Record set:

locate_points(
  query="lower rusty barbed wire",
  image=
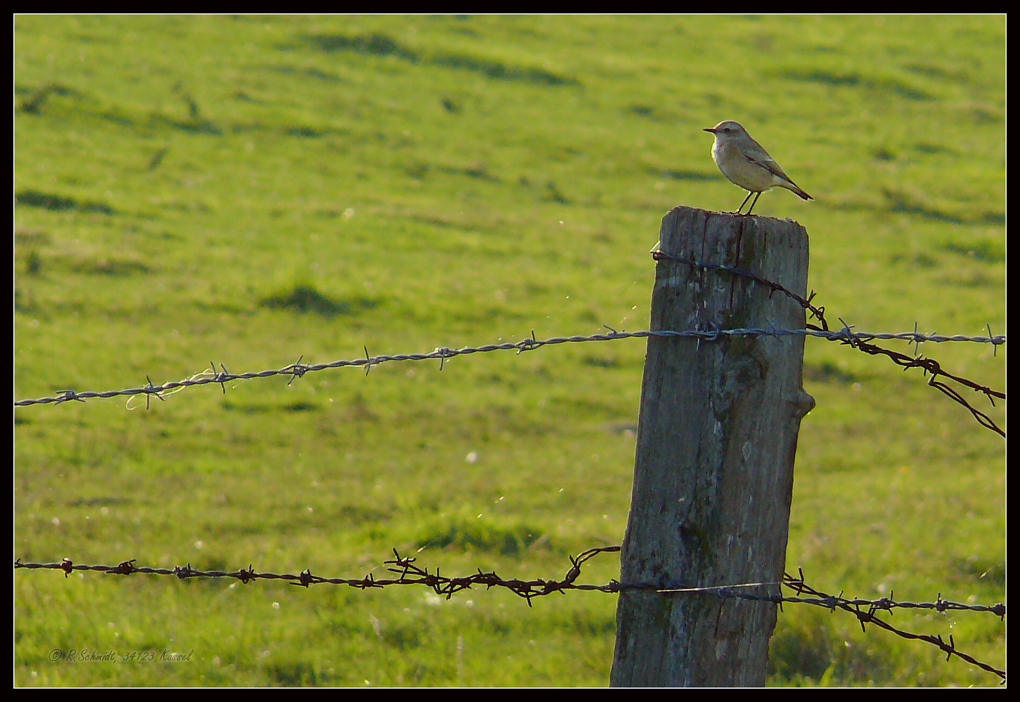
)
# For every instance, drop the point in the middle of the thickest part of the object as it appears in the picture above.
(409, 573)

==

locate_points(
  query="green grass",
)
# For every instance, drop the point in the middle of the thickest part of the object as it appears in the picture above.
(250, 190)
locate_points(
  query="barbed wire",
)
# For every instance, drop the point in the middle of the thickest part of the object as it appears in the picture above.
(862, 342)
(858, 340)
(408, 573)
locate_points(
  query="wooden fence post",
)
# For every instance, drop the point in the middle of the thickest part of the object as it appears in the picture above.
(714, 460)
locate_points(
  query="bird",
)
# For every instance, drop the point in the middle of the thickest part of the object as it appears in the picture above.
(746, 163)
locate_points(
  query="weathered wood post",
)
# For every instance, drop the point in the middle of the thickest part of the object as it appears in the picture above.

What this task involves: List every line of the records above that contains the word "post", copying each line in full.

Complete answer:
  query="wooden fence post",
  query="weathered wood post",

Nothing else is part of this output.